_Texto fornecido_.
════
Pescoço "alado", característica de pessoas com síndrome de Turner |
Os meus avós maternos tinham uma horta primorosa, onde também havia uma capoeira com algumas galinhas. Lembro-me de, criança, me deter frente à rede a reparar num exemplar que não era fêmea nem macho. A ave cresceu com as outras, mas ficou sempre diferente: nem pôs ovos nem cantou de galo. Os meus avós chamavam-lhe “galela”. Vim a saber que o termo não era deles. A “galela” foi uma curiosidade que acabou numa caçarola, dado que, para esse fim, tanto fazia. Mais tarde fiquei a saber que fenómenos dessa natureza também afectavam ovelhas e cabras, e que, para as pessoas rurais, isso não era uma realidade estranha.
Aquilo ficou-me. Entre 1980-85, na Universidade de Coimbra (UC), o meu professor de genética clássica, Montezuma de Carvalho, havia de elucidar nas suas aulas várias anomalias cromossómicas do par sexual nos humanos, comummente XX nas mulheres e XY nos homens: a monossomia X (X0), causadora da síndrome de Turner; a trissomia XXY, que origina a síndrome de Klinefelter; a trissomia XXX; a trissomia YYX; etc.
════
_Material de consulta_.

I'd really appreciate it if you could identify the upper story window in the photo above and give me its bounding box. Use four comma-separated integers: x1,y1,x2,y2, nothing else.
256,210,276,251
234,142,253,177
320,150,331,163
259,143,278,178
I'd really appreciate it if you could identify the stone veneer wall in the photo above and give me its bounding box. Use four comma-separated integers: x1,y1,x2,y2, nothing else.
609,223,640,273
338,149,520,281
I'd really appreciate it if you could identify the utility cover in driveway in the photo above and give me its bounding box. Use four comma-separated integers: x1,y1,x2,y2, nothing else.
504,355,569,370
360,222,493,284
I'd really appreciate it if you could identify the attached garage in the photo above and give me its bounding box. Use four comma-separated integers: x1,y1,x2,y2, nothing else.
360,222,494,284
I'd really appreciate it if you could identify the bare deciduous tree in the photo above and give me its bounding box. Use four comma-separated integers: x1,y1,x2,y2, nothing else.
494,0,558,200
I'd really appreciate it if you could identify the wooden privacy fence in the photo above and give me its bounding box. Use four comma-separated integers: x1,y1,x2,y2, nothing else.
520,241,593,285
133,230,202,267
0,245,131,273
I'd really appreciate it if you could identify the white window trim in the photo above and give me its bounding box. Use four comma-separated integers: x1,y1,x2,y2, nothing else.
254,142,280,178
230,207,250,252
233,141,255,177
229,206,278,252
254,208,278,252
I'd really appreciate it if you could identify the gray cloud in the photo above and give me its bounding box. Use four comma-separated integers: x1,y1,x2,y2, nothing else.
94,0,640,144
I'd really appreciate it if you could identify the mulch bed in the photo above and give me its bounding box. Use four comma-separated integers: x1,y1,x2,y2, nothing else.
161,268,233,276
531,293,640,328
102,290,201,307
════
_O que fazer_.
A – Reproduz do texto sobre a síndrome de Turner o trecho que vai de "Aquilo ficou-me. Entre" até "trissomia YYX; etc.", inclusive.
B – Escreve o que vem a seguir no texto sobre a síndrome de Turner, a partir do ponto onde ele termina.
Não é preciso recorrer às entradas.

_Respostas_.
A –
Aquilo ficou-me. Entre 1980-85, na Universidade de Coimbra (UC), o meu professor de genética clássica, Montezuma de Carvalho, havia de elucidar nas suas aulas várias anomalias cromossómicas do par sexual nos humanos, comummente XX nas mulheres e XY nos homens: a monossomia X (X0), causadora da síndrome de Turner; a trissomia XXY, que origina a síndrome de Klinefelter; a trissomia XXX; a trissomia YYX; etc.

B –
Aquele professor, que era uma personagem curiosa, acabou por nunca mostrar no meu núcleo de estágio pedagógico a carta com a cunha para Oliveira Salazar ser admitido na UC, que um dia (nos) “prometera”. Em compensação, certa vez, trouxe-nos um gato bebé só com um olho no centro da testa – um ciclope – que, havia décadas, conservava em formol.
Nesses anos, por mais do que uma vez me referiram que determinada pessoa, também estudante, a que chamavam «Paulinha», não era o que parecia em matéria de sexo. Nunca troquei com ela qualquer palavra nem lhe percebi qualquer gesto ou atitude que denunciasse algo fora de comum. Duvidei até, admitindo que fosse boato, e nunca teci comentário algum com ninguém, apenas me interroguei sobre a concretização da matéria das aulas do Prof. Montezuma.
No campo desportivo, o caso da atleta sul-africana, Caster Semenya, recordista de velocidade, não me deixou surpreso, vi-o como confirmação da complexidade da Natureza e da ignorância humana.
Enquanto professor (do ensino secundário), ao longo de quase quatro décadas, tive conhecimento de dois casos de alunos(as) intrinsecamente desconfortáveis com a sua identidade sexual, e num deles, fosse como fosse, era recorrente a fuga das aulas de educação física, particularmente dos balneários. Nunca soube se, no que sentia, pesaria mais a insatisfação pessoal ou o medo da reacção dos colegas.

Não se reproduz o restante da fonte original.